SET EXERCISE.
Copy out all of the material below, swapping every "pointer" for "marker" and changing nothing else. Leave out the pictures.

───── DATASET RECORDS

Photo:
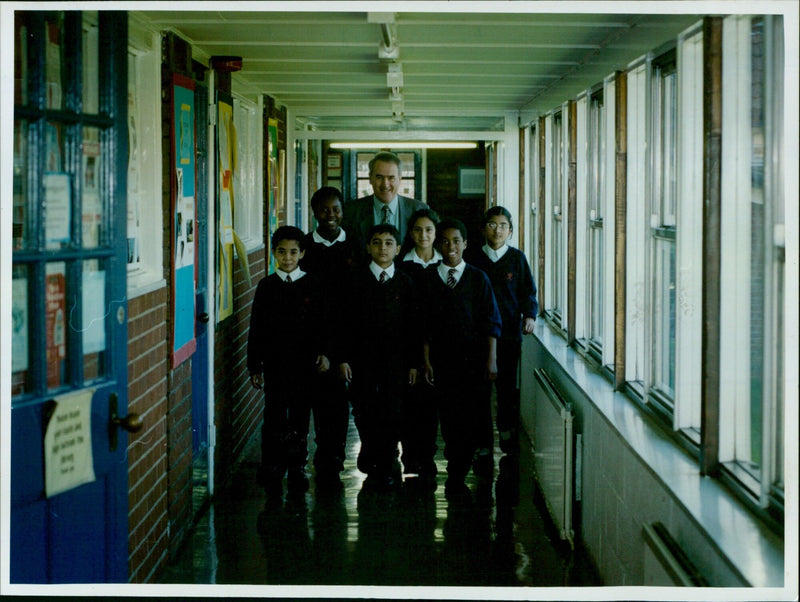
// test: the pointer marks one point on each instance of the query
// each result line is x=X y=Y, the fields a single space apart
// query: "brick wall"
x=147 y=460
x=179 y=453
x=238 y=406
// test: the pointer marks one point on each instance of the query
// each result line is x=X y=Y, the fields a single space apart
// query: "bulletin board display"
x=182 y=229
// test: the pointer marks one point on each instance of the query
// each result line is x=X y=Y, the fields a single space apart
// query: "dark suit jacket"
x=358 y=216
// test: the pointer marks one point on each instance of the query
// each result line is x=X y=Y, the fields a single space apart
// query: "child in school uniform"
x=420 y=418
x=462 y=324
x=285 y=350
x=330 y=256
x=379 y=355
x=515 y=292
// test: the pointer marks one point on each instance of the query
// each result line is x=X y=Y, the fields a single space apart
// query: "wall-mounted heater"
x=553 y=452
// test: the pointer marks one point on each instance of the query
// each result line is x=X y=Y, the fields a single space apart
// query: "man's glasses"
x=496 y=226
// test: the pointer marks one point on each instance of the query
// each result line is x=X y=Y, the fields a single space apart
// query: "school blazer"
x=358 y=215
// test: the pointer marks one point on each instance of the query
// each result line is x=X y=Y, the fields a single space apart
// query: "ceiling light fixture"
x=403 y=145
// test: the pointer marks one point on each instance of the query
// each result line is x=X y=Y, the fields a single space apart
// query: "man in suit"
x=385 y=205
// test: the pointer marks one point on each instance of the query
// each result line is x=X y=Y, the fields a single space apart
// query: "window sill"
x=750 y=547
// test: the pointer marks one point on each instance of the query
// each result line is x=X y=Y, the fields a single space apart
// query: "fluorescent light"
x=392 y=144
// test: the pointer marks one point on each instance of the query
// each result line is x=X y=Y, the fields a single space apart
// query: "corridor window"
x=752 y=257
x=557 y=262
x=145 y=263
x=248 y=178
x=595 y=176
x=662 y=232
x=689 y=237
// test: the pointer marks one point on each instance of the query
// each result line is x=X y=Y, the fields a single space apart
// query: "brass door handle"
x=131 y=423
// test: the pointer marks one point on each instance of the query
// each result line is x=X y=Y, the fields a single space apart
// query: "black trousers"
x=508 y=354
x=463 y=403
x=284 y=432
x=377 y=403
x=331 y=409
x=420 y=426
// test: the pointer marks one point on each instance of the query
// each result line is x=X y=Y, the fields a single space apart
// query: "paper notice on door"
x=68 y=460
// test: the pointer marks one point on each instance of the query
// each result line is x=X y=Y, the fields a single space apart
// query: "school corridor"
x=350 y=537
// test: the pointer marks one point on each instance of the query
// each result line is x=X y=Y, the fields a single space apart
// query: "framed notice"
x=471 y=182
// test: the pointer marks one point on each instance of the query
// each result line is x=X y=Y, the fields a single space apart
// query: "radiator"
x=553 y=452
x=665 y=563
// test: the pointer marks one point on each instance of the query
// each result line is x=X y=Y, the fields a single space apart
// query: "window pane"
x=54 y=62
x=91 y=206
x=20 y=58
x=21 y=380
x=56 y=324
x=407 y=162
x=669 y=147
x=596 y=288
x=20 y=227
x=664 y=318
x=749 y=444
x=94 y=317
x=91 y=72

──────────

TASK RESPONSE.
Photo:
// test: the marker marks one point on each instance of the query
// each result line is x=X y=Y, the fields a single space apart
// query: "brick wall"
x=147 y=460
x=179 y=453
x=238 y=406
// test: the marker marks one point on each instance of the query
// each result line is x=X y=Y, the fields a single space apart
// query: "bulletin board display"
x=182 y=229
// test: the marker marks one point on each instance of the query
// each result line is x=X y=Y, the fields a single space apart
// query: "dark suit jacket"
x=358 y=216
// test: the marker marks one point on each instance of the query
// each result line is x=X y=Y, the fields a single space apart
// query: "child in school uniform"
x=420 y=418
x=462 y=324
x=285 y=350
x=330 y=256
x=379 y=355
x=515 y=292
// test: the marker marks one point on each instance of the query
// each result line is x=X y=Y, the fields a single space apart
// query: "wall-mounted heater"
x=553 y=452
// test: the marker marks one point on each instance of the query
// each result line is x=X y=Y, the fields a single space apart
// query: "man's glasses"
x=496 y=226
// test: the marker marks one point on each instance of the query
// each result line is x=X y=Y, the fields a single space apart
// query: "school blazer"
x=358 y=215
// test: the marker marks one point on each instance of the query
// each result line is x=X y=Y, the fields a single space apart
// query: "ceiling light fixture"
x=403 y=145
// test: the marker marks one point on each instance of the query
// each result line is x=X y=Y, the fields a single space apart
// query: "man in suit"
x=385 y=205
// test: the marker marks one point on each instance of the query
// each result line is x=X y=Y, the fields a single space apart
// query: "window sill"
x=750 y=547
// test: the marker marks one point on each instance of the query
// each result line is x=X y=Y, the fields a single space apart
// query: "fluorescent light"
x=392 y=144
// test: the marker marks one point on each instance of the query
// each result line is x=X y=Y, the fields a single space apart
// query: "corridor window"
x=752 y=257
x=557 y=262
x=145 y=263
x=248 y=178
x=595 y=176
x=662 y=232
x=689 y=237
// test: the marker marks one point on each instance of the query
// each result line is x=X y=Y, the fields a single space apart
// query: "brass door handle"
x=131 y=423
// test: the marker marks one point on each instance of the query
// each result line is x=X y=Y, the fields a single space apart
// query: "black trousers"
x=508 y=354
x=463 y=403
x=284 y=432
x=377 y=403
x=331 y=409
x=420 y=426
// test: the marker marks one point on each instance of the query
// each result line is x=X y=Y, the fields a single space apart
// query: "paper notice on door"
x=68 y=460
// test: the marker marks one point on each instance of the query
// each result line is x=X y=Y, the fields a single space apart
// query: "school corridor"
x=350 y=537
// test: the marker marks one point on each instance of the query
// each result line is x=X y=Y, the fields a single space apart
// query: "framed notice"
x=471 y=182
// test: the marker marks one point on each instance of the query
// each result line is x=X y=Y, the fields a single space apart
// query: "radiator"
x=553 y=452
x=665 y=563
// test: the marker marks one point on each instance of the query
// each result line is x=X y=Y, the fields a single space apart
// query: "window pane"
x=54 y=62
x=91 y=206
x=20 y=58
x=21 y=380
x=56 y=324
x=407 y=162
x=669 y=147
x=596 y=288
x=20 y=227
x=664 y=318
x=749 y=444
x=94 y=317
x=91 y=72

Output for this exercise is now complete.